WRITTEN PROBLEM:
Rewrite the entries below as a two-column CSV with the header row entry_text,answer. Give each entry one row, with its text and its answer each in a single quoted field, and turn any line breaks into spaces.

(begin)

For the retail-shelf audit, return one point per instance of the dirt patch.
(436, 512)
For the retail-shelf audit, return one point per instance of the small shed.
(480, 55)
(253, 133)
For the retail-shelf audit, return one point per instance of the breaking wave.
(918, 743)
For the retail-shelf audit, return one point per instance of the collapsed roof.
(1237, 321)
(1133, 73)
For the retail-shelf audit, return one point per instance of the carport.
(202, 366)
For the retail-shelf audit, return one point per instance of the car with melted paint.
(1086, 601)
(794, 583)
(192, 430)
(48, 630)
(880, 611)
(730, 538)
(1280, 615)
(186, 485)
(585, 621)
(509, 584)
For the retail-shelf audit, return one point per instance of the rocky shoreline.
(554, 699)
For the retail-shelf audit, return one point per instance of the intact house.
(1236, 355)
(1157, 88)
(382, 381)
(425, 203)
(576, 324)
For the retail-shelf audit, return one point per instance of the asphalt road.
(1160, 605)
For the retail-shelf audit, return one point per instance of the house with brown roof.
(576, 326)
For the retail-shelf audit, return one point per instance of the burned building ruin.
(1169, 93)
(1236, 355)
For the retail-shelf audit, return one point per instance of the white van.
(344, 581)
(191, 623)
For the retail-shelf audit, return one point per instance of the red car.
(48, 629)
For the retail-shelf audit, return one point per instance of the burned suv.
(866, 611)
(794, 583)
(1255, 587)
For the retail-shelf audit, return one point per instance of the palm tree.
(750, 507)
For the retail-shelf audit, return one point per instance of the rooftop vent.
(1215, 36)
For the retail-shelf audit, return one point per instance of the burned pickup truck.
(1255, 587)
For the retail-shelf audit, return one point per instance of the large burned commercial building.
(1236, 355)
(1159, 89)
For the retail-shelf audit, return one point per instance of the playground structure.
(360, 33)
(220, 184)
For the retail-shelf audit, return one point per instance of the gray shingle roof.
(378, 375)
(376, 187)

(end)

RESPONSE TO THIS TASK:
entry_text,answer
"For the retail-shelf audit, return one point per instance of the dirt patch.","(436, 512)"
"For the retail-shelf audit, return one point per instance of the small shed.","(480, 55) (253, 133)"
"For the retail-shelf audit, return one point per instance of the breaking wave.","(918, 743)"
"For the retail-shelf audit, return one point per instance of the collapsed roof.","(1237, 321) (1133, 73)"
"For the retail-shelf audit, return one point per instance of the carport.","(202, 366)"
"For the retail-shelf audit, return one point per instance of the car with melted paint.","(1086, 601) (794, 583) (192, 430) (48, 630) (880, 611) (730, 538) (1280, 615) (186, 485) (585, 621) (509, 584)"
"For the retail-shelf audit, return one point per instance of the rocky shoreline.","(554, 699)"
"For the retail-shelf audit, return one point per instance of the intact house.","(1236, 355) (1157, 88) (382, 381) (425, 203) (576, 324)"
"For the retail-shelf audit, return one point per instance of the asphalt road.","(1160, 605)"
"For the retail-shelf audit, return one point per instance of the house with brown roof.","(576, 326)"
"For the retail-shelf audit, return one point per instance of the burned building ruin.","(1169, 93) (1236, 355)"
"For the retail-shelf audit, return one point per instance of the white van.","(344, 581) (191, 623)"
"For the retail-shelf audit, return one point per instance of the red car.","(48, 629)"
"For the retail-shelf audit, return one point per instance of the burned suv.","(866, 611) (794, 583) (1255, 587)"
"For the retail-shelf audit, return one point per instance of the palm tree.","(750, 507)"
"For the retail-shelf audit, return one point per instance of the rooftop vent.","(1215, 36)"
"For the retail-shelf audit, return one point per instance of the burned pickup truck.","(1255, 587)"
"For the retail-shelf audit, return one point per instance of the large burned commercial building.","(1236, 355) (1159, 89)"
"For the retail-shelf audit, return one point per instance of the playground structure.","(360, 33) (220, 184)"
"For the retail-shelf audit, return one point per instance of the gray shingle roof.","(378, 375) (376, 187)"